### About this exercise
Make an exact copy of the entries that come next.

### Information supplied
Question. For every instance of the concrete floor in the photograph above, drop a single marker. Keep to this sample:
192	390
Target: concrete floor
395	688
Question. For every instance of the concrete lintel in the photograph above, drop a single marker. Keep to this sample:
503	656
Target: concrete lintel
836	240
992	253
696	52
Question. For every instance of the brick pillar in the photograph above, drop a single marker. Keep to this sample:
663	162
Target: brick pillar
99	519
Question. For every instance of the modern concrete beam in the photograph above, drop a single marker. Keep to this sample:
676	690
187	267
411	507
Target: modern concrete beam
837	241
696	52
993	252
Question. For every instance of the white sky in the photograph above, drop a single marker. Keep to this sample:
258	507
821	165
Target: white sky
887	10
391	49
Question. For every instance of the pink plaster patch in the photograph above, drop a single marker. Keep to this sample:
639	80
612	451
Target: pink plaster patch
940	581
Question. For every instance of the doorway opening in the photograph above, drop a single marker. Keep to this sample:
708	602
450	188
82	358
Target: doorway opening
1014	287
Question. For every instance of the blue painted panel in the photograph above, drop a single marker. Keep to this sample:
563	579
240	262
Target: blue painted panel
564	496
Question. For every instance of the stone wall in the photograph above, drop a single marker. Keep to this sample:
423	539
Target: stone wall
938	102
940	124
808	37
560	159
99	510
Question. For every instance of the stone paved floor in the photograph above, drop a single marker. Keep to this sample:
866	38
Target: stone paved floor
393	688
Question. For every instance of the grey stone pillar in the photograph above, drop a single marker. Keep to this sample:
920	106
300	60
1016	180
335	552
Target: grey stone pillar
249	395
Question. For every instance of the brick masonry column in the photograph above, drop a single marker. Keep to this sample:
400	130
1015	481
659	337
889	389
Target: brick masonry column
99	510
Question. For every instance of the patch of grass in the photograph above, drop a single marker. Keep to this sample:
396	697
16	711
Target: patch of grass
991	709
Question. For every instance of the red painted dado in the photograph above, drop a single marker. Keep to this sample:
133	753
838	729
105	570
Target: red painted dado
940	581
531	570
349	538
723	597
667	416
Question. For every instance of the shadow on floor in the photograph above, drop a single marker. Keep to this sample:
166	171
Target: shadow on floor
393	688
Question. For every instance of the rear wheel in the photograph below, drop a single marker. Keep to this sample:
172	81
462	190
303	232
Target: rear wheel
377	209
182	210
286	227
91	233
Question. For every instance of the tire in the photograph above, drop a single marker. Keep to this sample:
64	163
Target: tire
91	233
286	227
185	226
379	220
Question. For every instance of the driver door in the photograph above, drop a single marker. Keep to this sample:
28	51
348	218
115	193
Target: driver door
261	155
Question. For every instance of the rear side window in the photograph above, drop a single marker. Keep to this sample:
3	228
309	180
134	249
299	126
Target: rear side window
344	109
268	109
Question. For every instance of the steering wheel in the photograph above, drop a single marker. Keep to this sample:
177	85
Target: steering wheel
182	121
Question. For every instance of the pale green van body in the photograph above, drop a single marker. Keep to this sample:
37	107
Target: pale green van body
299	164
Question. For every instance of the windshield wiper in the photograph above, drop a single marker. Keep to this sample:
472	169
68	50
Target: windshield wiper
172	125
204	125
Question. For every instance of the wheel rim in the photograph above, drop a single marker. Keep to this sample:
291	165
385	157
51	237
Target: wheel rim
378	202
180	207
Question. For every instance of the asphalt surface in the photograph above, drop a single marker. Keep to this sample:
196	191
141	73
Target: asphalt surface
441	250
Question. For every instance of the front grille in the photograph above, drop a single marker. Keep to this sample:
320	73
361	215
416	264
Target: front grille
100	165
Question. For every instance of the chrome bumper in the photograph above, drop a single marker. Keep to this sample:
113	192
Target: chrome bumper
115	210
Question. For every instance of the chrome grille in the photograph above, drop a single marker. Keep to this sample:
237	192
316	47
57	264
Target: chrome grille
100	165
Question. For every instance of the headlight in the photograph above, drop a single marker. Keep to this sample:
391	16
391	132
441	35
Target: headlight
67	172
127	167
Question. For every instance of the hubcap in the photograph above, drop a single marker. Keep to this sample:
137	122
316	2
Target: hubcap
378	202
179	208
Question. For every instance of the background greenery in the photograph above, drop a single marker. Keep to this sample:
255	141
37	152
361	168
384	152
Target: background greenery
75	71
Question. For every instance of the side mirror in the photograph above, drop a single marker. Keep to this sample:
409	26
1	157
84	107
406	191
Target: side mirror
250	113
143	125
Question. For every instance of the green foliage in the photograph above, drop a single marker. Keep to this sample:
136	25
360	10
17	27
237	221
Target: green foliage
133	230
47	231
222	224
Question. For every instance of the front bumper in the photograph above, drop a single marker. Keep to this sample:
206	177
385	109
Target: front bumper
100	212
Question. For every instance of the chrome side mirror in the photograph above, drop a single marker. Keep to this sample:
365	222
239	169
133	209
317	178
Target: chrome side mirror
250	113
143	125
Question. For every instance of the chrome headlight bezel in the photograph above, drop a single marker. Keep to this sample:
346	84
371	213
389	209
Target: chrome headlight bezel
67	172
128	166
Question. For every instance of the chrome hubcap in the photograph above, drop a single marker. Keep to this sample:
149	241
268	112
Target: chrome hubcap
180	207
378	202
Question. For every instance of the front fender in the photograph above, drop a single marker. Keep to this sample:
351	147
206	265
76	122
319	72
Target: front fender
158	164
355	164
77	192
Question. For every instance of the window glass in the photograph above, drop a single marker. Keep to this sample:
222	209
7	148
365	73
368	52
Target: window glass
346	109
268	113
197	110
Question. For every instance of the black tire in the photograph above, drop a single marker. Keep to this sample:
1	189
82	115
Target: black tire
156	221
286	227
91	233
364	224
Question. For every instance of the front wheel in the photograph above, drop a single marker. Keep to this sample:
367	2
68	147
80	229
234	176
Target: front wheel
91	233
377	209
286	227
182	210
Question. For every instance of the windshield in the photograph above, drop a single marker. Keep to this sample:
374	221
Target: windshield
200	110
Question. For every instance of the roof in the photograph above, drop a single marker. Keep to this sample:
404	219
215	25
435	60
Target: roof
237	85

### Output below
Question. For every instance of the concrete floor in the photograph above, drop a single marker. Keep to this sample:
192	390
Target: concrete floor
395	688
Question. For every instance of the concrete lintel in the photograph above, drop a single marker. Keep to this sample:
503	656
Target: concrete lintel
836	240
992	253
696	52
Question. For every instance of the brick pillar in the photograph above, drop a single marker. Keep to this sample:
663	162
Target: brick pillar
99	519
Question. For every instance of the modern concrete beam in the photograph above, drop a single marker. Keep to this sample:
676	690
187	267
411	507
Target: modern concrete beam
837	241
696	52
993	252
Question. For every instance of the white sky in the photograph above, drop a single marker. Keep to this sample:
258	507
821	165
Target: white sky
887	10
391	49
Question. For every instance of the pink plaster patch in the photograph above, drop a single marker. Keep to this sample:
639	80
612	451
Target: pink plaster patch
940	581
Question. For every instance of the doorway opening in the photograph above, drop a single marker. Keep to this sample:
708	602
450	188
82	358
Target: doorway opening
1014	287
Question. For every instance of the blue painted panel in the photograph above, drop a single marker. Keep to this sample:
563	579
240	262
Target: blue painted panel
564	496
Question. For every instance of the stone wall in the photograph above, drop a single marker. Keep to this sample:
423	539
Target: stone wall
938	102
940	124
808	37
560	159
99	510
Question. For every instance of the stone paved floor in the photograph above, drop a single marker. Keep to this sample:
866	38
Target: stone paved floor
393	688
Question. For every instance of the grey stone pillar in the photograph above, drop a single marker. Keep to this sample:
920	106
300	60
1016	180
335	552
Target: grey stone pillar
249	395
Question. For every instance of the brick masonry column in the photograph above, drop a single marker. Keep to this sample:
400	130
1015	481
659	337
889	389
Target: brick masonry column
99	510
Question. For every instance of the patch of grass in the photograph above, drop a single marker. Keep to this sample:
396	697
16	711
Target: patch of grass
991	709
Question. For every instance of the red painted dado in the photograph above, drop a single marker. Keep to this sample:
133	753
838	729
105	570
Target: red painted dado
940	581
531	570
349	538
723	597
667	416
Question. For every instance of the shadow on floor in the photograph above, drop a single marker. Keep to this sample:
166	171
Target: shadow on floor
393	688
Question. For every instance of the rear wheel in the photograph below, drop a single marker. Keep to this sample:
172	81
462	190
303	232
Target: rear wheel
377	209
182	210
286	227
91	233
Question. For every instance of the tire in the photograph above, drop a single marker. Keep to this sample:
64	163
Target: tire
91	233
286	227
185	226
379	220
Question. For every instance of the driver door in the photograph above, drop a single marker. Keep to this sample:
28	51
348	218
115	193
Target: driver door
261	155
Question. For every instance of the rear side window in the photograph above, drop a single marker. Keep to this sample:
3	228
309	180
134	249
299	126
Target: rear side window
344	109
268	109
Question. For every instance of the steering wheel in the photograph above, drop a single marker. Keep to this sample:
177	85
Target: steering wheel
182	121
Question. For every instance of the pale green van body in the photograph above, drop a single marker. Keep to this sample:
37	107
Target: pale green van body
299	164
Question. For every instance of the windshield wiper in the photograph above, drop a single marker. Keep to this sample:
472	169
68	50
Target: windshield wiper
172	125
204	125
Question. For every instance of the wheel rim in the photograph above, drop a single marker. Keep to this sample:
291	165
385	157
51	237
Target: wheel rim
378	202
180	207
Question. For every instance of the asphalt surface in the photograph above, drop a single marker. Keep to this sample:
196	191
141	73
Target: asphalt surface
441	250
Question. For every instance of the front grille in the photograph above, drop a single marker. Keep to this sample:
320	73
361	215
416	264
Target: front grille
100	165
Question. For every instance of the chrome bumper in the photograph above, drop a single marker. Keep to this sample:
113	192
Target: chrome bumper
115	210
Question. For every instance of the chrome grille in the photograph above, drop a single marker. Keep to this sample:
237	192
316	47
57	264
Target: chrome grille
100	165
Question. For every instance of the headlight in the photograph above, drop a single marker. Keep to this sample:
391	16
391	132
441	35
Target: headlight
67	172
127	167
Question. For every instance of the hubcap in the photograph above, drop a single marker. Keep to this sample:
137	122
316	2
Target: hubcap
378	202
179	208
Question. For every instance of the background greenery in the photograph above, drop a single marker. Keep to this sample:
255	141
37	152
361	168
384	152
Target: background greenery
75	71
Question. For every instance of the side mirror in the photograph above, drop a single marker. Keep to this sample:
409	26
1	157
84	107
406	191
Target: side mirror
250	113
143	125
Question. For every instance of the green foliage in the photograph above, drop a single marker. Keep to this sample:
136	25
360	10
17	27
237	221
Target: green foliage
133	230
47	231
222	224
Question. For every instance of the front bumper in the photograph above, drop a single marker. Keep to this sample:
206	177
385	109
Target: front bumper
100	212
Question. For every instance of the chrome side mirror in the photograph above, drop a single marker. Keep to this sample:
365	222
239	169
133	209
317	178
Target: chrome side mirror
250	113
143	125
Question. For every instance of the chrome headlight bezel in the photograph above, drop a single marker. Keep to this sample:
346	84
371	213
389	209
Target: chrome headlight bezel
67	172
128	166
Question. For every instance of the chrome hubcap in the photograph above, drop a single marker. Keep to this sample:
149	241
268	112
Target: chrome hubcap
180	207
378	202
Question. For every instance of the front fender in the photograph above, drop a single marker. Keep to this sample:
351	147
206	265
76	122
319	72
Target: front fender
158	164
355	164
77	192
Question. For every instance of the window glass in the photograph above, drop a single marker. Keep to this sample:
222	209
7	148
365	73
368	52
Target: window glass
346	109
268	113
197	110
Question. For every instance of the black tire in the photograph above, drop a single marker. Keep to this sample:
1	189
82	115
Target: black tire
156	221
286	227
91	233
364	224
Question. For every instance of the front wheel in the photograph above, drop a single marker. Keep to this sample:
367	2
68	147
80	229
234	176
Target: front wheel
91	233
377	209
286	227
182	210
Question. For every instance of the windshield in the photograph above, drop a single marker. Keep to this sample:
374	221
Target: windshield
200	110
Question. For every instance of the roof in the photograph above, drop a single marker. Keep to this sample:
404	219
215	25
435	60
Target: roof
237	85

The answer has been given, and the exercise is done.